_What you have to do:_ What appears in the data must be reproduced exactly.

** Raw data follows **

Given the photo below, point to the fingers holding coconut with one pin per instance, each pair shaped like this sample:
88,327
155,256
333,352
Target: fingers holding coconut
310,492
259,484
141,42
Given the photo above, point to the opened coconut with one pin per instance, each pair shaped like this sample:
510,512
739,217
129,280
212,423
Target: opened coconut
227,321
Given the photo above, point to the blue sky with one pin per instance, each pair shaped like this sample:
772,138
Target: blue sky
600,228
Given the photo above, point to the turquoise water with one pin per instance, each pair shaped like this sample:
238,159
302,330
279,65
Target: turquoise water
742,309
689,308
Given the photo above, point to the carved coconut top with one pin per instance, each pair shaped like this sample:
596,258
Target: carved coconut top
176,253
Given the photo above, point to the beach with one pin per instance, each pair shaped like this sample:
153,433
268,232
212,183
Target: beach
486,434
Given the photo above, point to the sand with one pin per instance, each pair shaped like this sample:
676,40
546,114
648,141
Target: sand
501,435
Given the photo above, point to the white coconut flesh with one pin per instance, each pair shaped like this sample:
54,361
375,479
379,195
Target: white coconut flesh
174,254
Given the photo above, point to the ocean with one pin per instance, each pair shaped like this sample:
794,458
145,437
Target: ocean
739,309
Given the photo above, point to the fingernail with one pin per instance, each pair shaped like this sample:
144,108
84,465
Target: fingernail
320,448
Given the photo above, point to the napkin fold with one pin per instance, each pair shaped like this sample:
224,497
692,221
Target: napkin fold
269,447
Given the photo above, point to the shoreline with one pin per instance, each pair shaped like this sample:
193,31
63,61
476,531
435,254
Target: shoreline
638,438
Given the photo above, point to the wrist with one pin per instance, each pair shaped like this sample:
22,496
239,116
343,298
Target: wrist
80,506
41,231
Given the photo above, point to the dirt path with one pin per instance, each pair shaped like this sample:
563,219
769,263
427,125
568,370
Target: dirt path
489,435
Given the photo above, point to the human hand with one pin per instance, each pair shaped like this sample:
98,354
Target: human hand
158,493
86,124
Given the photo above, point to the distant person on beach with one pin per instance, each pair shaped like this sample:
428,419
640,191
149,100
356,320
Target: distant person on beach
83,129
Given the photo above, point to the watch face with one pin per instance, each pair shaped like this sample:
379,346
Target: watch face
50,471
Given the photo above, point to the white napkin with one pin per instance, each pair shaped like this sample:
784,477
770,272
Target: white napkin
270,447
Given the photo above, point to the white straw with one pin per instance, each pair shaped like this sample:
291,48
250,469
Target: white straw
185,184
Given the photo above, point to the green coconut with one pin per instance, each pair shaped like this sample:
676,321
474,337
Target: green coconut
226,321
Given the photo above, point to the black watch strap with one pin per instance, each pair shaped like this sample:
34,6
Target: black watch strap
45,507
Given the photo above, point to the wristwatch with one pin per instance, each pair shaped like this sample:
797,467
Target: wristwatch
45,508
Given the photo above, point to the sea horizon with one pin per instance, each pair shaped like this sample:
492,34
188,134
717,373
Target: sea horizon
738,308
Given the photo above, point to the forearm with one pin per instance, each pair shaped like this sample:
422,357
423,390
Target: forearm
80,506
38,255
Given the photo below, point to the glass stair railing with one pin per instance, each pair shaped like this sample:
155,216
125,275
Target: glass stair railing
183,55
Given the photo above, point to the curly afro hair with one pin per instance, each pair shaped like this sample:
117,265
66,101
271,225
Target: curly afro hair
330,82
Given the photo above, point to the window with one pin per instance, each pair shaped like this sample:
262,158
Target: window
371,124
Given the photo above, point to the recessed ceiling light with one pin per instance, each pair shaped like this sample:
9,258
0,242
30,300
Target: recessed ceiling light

** End of Raw data **

_The completed task:_
Given the photo below, point to the fingers holding coconut with one pin per instance, each pair shaped like this sample:
88,327
155,256
333,352
Target: fingers holding coconut
310,492
259,484
141,42
Given the photo above, point to the opened coconut with one pin per instance, each pair shaped like this sample:
510,512
739,217
129,280
212,423
Target: opened coconut
227,321
Given the photo above, point to the blue sky with one pin per instance, each pair shaped like this sample:
772,138
Target: blue sky
600,228
Given the photo above, point to the turquoise water with one pin per instance, each pair shaped like this sample:
238,159
302,330
279,65
Target: turquoise water
742,309
689,308
Given the photo above, point to the carved coconut top with one pin per instance, each pair shaped like this sample:
596,258
Target: carved coconut top
176,253
Given the photo above, point to the beach with one pin per instance, each pair shaped like this sample:
153,433
268,232
212,183
Target: beach
486,434
Given the photo above, point to the sand with one pin per instance, each pair shaped like this sample:
676,40
546,114
648,141
Target: sand
501,435
Given the photo above, point to the white coconut flesh with one pin per instance, each pair shaped like this sample:
54,361
375,479
379,195
Target: white coconut flesh
174,254
Given the photo above, point to the ocean with one pin per instance, each pair shaped like this sample:
794,458
145,437
Target: ocean
739,309
Given the photo above, point to the fingernail with one pin per instance, each pair shaped like this sample:
144,108
84,465
Target: fingernail
320,448
Given the photo above, point to the napkin fold with one pin per instance, each pair shaped like this sample:
224,497
692,221
Target: napkin fold
269,447
Given the photo above, point to the shoreline with one pin per instance, each pair shaped like this sample:
193,31
63,61
476,531
435,254
Target: shoreline
638,438
Given the photo above, point to the wrist with one pin per instance, each pair shaped like this sample:
22,496
239,116
343,298
Target: wrist
80,506
41,231
Given the photo above, point to the dirt path with one pin per instance, each pair shaped like this sample:
563,219
769,263
427,125
568,370
Target: dirt path
489,435
Given the photo above, point to the human hand with one pin per instance, each pair shaped like this sample:
98,354
Target: human hand
158,493
86,124
Given the photo above, point to the distant person on beach with one pin per instance, each pair shaped like this sample:
428,419
640,191
149,100
356,320
Target: distant person on beach
83,129
Given the photo above, point to the watch face with one pin per instance, each pair shaped like this sample:
379,346
Target: watch face
50,471
Given the photo above, point to the white napkin with one pin per instance, each pair shaped like this sample:
784,477
770,272
Target: white napkin
270,447
Given the photo above, point to the white straw with one pin per instance, each pair shaped like this sample:
291,48
250,469
Target: white straw
185,184
Given the photo above, point to the green coconut with one pin per instance, each pair shaped like this sample:
676,321
474,337
Target: green coconut
226,321
Given the photo above, point to the black watch strap with one pin per instance, each pair shaped like this sample:
34,6
Target: black watch strap
45,507
Given the photo above, point to the wristwatch with one pin per instance, each pair shaped like this sample:
797,467
Target: wristwatch
45,508
Given the photo above, point to the sea horizon with one pin per instance, each pair shaped like this sample:
492,34
188,134
717,373
Target: sea horizon
738,308
Given the photo above, point to the forearm with one pin per instance, each pair shaped like this sample:
422,357
423,390
Target: forearm
80,506
38,255
Given the photo below, point to the glass stair railing with one pin per instance, each pair shaped like this sample:
155,216
125,275
Target: glass stair railing
183,55
Given the photo above, point to the curly afro hair with one pin per instance, each pair shaped like this sample:
117,265
66,101
271,225
Target: curly afro hair
330,82
Given the photo above, point to the window with one pin per instance, each pair shaped like this sample:
262,158
Target: window
371,124
Given the photo above, point to the recessed ceiling light with one pin per instance, each pair shaped like this sample:
9,258
0,242
30,300
Target: recessed ceiling light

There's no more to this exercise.